> [Perintah 1]
Dalam teks bacaan, untuk posisi apa penulis mengikuti tes kerja di klinik kecantikan di bilangan Jakarta Barat?
> [Perintah 2]
Tolong salin bagian teks bacaan tanpa perubahan, mulai dari "Tidak lama berselang" dan berakhir pada "datang minggu depan.".

Dua tahun lalu, saya pernah melalui serangkaian tes penerimaan karyawan di salah satu klinik kecantikan terbesar di Indonesia dengan posisi Supervisor Cabang. Pada saat itu saya sudah mencapai tahap akhir, yaitu wawancara dengan bagian HRD.
Pada saat wawancara, semua berjalan dengan sangat lancar. Semua topik mampu saya jawab dan saya merasa bahwa jawaban yang saya berikan cukup memuaskan. Namun, tiba di topik akhir, pewawancara menanyakan apakah saya bersedia melepas jilbab. Sebab di klinik tersebut supervisor tidak diperkenankan memakai jilbab. Tentu jawaban saya tidak lain dan tidak bukan adalah sangat keberatan, sebab jilbab merupakan prinsip bagi saya. Muslimah itu wajib berjilbab.
Terlepas dari syarat tersebut, saya memberikan sebuah opini kepada pewawancara. Saya katakan, klinik muslimah kedepannya memiliki potensi berkembang yang sangat besar. Hal ini terlihat dari populernya produk kecantikan yang dikhususkan untuk muslimah, baik itu skincare maupun make up. Dan terbukti, belakangan di media sosial banyak para seleb beramai2 hijrah untuk mengenakan jilbab. Di instagram contohnya, mereka mempopulerkan jilbab lengkap dengan tutorial jilbab dan gaya bermakeupnya. Maka dari itu, klinik yang sudah besar harusnya bisa semakin menjangkau kaum muslimah karena packaging nya dibuat nyaman untuk mereka yang berjilbab. Namun sayangnya, hasil akhir tes saya dinyatakan gagal.
Tidak lama berselang setelah itu, saya kembali melalui serangkaian tes kerja di salah satu klinik kecantikan di bilangan Jakarta Barat dengan posisi Regulatory Officer. Tiba di bagian wawancara dengan user, pewawancara secara terbuka menyatakan bahwa saya tidak qualified dikarenakan background pendidikan yang hanya S1 (belum apoteker).
Namun, ada hal yang menarik di sini. Beliau tiba-tiba melakukan sambungan telefon ke manajer bagian lain dan menanyakan apakah ada posisi kosong untuk supervisor produk. Usut punya usut, ternyata beliau sangat tertarik dengan kemampuan komunikasi saya. Hingga setelah itu, beliau menyuruh saya untuk kembali datang minggu depan.
Sepekan berlalu, saya kembali menuju klinik tersebut menemui pewawancara yang lain, yang ternyata beliau adalah pimpinan langsung bagian HRD. Wawancara saat itu berjalan dengan lancar, namun lagi-lagi topik seputar jilbab ini ada. Beliau menyatakan bahwa di klinik tersebut tidak dibolehkan supervisor memakai jilbab. Dan lagi, tentu saya menolak untuk melepas jilbab. Dan hasilnya, ya, saya gagal. Sebetulnya saat itu saya sempat ditawari posisi marketing meski klinik tersebut sedang tidak butuh personal marketing tambahan, dan tentu saya sangat menghargainya. Namun karena satu dan lain hal saya memilih mundur.

[Entri yang diambil dari sebuah koleksi]
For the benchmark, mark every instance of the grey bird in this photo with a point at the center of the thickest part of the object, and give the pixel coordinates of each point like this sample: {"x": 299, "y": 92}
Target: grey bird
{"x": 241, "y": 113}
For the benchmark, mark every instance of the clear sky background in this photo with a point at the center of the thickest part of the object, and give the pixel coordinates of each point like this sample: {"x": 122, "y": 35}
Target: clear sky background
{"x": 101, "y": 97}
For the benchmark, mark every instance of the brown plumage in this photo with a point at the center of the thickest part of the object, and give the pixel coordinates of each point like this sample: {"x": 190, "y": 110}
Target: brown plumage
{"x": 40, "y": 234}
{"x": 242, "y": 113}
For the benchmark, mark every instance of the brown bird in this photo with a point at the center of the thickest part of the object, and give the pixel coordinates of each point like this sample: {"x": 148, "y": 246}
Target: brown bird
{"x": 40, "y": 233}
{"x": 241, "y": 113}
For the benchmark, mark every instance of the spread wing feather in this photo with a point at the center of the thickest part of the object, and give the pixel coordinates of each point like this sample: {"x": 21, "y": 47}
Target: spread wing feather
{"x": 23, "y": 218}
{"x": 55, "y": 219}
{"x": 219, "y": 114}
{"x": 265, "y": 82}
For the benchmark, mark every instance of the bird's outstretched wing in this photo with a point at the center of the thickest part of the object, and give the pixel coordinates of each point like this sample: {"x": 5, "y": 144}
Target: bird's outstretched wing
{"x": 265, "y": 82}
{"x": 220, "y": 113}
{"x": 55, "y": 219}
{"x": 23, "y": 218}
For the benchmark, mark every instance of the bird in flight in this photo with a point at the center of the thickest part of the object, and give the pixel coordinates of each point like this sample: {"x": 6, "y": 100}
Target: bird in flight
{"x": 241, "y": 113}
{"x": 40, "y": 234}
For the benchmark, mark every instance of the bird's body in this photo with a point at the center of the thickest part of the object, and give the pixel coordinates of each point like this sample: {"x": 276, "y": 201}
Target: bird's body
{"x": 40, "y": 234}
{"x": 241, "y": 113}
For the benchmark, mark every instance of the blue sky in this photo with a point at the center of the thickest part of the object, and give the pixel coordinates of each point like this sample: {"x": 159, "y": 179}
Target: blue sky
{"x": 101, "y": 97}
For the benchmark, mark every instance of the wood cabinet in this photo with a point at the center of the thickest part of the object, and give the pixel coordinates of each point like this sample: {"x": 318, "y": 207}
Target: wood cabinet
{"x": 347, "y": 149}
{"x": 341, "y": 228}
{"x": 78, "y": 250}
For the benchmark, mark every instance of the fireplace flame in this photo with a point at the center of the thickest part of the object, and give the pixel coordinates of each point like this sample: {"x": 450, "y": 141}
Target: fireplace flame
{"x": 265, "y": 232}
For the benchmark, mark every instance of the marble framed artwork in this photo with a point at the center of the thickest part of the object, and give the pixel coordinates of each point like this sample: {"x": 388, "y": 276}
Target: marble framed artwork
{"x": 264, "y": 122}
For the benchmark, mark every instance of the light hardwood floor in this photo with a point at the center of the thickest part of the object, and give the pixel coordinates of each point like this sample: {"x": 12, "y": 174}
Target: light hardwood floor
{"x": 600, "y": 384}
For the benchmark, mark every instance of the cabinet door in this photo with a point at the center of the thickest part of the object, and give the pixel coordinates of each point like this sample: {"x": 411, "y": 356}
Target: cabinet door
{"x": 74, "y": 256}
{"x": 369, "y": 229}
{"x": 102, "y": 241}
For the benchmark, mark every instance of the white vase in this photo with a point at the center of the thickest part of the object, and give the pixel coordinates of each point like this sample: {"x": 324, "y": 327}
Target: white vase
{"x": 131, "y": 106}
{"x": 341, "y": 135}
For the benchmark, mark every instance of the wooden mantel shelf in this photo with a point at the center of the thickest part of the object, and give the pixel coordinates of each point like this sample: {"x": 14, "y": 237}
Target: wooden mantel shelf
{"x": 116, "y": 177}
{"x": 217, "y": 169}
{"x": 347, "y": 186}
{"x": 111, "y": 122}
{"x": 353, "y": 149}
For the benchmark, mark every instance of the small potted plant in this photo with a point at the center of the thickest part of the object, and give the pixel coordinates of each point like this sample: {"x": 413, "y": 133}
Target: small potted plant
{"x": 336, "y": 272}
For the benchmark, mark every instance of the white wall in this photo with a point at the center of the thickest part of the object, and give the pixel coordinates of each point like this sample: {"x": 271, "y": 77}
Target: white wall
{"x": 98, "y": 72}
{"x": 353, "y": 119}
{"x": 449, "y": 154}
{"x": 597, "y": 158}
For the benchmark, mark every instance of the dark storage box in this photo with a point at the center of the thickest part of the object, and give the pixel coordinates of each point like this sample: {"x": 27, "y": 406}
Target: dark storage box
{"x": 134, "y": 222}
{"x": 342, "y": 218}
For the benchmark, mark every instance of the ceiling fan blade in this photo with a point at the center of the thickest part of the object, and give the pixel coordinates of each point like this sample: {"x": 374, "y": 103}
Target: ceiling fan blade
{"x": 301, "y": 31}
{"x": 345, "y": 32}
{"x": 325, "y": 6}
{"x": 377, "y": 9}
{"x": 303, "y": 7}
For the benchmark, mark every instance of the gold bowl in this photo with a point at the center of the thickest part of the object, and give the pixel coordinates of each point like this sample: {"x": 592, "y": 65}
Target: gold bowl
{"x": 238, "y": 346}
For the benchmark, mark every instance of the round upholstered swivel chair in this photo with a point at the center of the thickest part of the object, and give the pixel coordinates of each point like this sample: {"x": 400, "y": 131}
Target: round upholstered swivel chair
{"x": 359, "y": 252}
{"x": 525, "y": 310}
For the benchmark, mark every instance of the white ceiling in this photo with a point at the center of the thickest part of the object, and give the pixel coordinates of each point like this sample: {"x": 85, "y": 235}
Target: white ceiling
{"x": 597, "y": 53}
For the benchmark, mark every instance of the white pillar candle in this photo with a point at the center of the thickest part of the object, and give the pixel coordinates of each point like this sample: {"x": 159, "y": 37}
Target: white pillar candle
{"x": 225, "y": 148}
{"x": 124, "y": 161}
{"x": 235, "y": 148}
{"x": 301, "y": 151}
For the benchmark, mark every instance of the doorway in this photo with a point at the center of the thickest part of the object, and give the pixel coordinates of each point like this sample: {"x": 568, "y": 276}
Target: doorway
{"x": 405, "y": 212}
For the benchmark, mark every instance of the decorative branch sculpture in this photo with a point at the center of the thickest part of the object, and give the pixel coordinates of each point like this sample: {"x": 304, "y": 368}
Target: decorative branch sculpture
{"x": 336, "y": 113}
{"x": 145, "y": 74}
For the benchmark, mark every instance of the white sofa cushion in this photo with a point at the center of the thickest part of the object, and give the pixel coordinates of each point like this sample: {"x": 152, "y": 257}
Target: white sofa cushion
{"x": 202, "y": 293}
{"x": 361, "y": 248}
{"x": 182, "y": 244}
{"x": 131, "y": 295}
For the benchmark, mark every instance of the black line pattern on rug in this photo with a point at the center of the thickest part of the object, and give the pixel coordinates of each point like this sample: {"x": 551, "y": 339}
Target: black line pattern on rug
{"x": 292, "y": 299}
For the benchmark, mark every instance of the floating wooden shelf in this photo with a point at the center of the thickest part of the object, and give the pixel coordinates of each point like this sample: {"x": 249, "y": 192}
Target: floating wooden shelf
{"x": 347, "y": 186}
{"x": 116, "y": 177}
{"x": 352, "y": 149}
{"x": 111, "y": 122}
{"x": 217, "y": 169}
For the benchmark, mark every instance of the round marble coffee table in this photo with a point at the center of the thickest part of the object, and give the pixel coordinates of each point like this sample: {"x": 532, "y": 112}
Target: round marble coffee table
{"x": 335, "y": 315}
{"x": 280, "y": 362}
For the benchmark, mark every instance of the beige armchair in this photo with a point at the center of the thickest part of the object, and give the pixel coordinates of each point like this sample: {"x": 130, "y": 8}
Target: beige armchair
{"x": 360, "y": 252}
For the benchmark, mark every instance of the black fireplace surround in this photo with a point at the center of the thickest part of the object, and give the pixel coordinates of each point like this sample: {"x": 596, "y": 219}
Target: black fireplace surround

> [Kotak Jawaban 1]
Regulatory Officer.

> [Kotak Jawaban 2]
Tidak lama berselang setelah itu, saya kembali melalui serangkaian tes kerja di salah satu klinik kecantikan di bilangan Jakarta Barat dengan posisi Regulatory Officer. Tiba di bagian wawancara dengan user, pewawancara secara terbuka menyatakan bahwa saya tidak qualified dikarenakan background pendidikan yang hanya S1 (belum apoteker).
Namun, ada hal yang menarik di sini. Beliau tiba-tiba melakukan sambungan telefon ke manajer bagian lain dan menanyakan apakah ada posisi kosong untuk supervisor produk. Usut punya usut, ternyata beliau sangat tertarik dengan kemampuan komunikasi saya. Hingga setelah itu, beliau menyuruh saya untuk kembali datang minggu depan.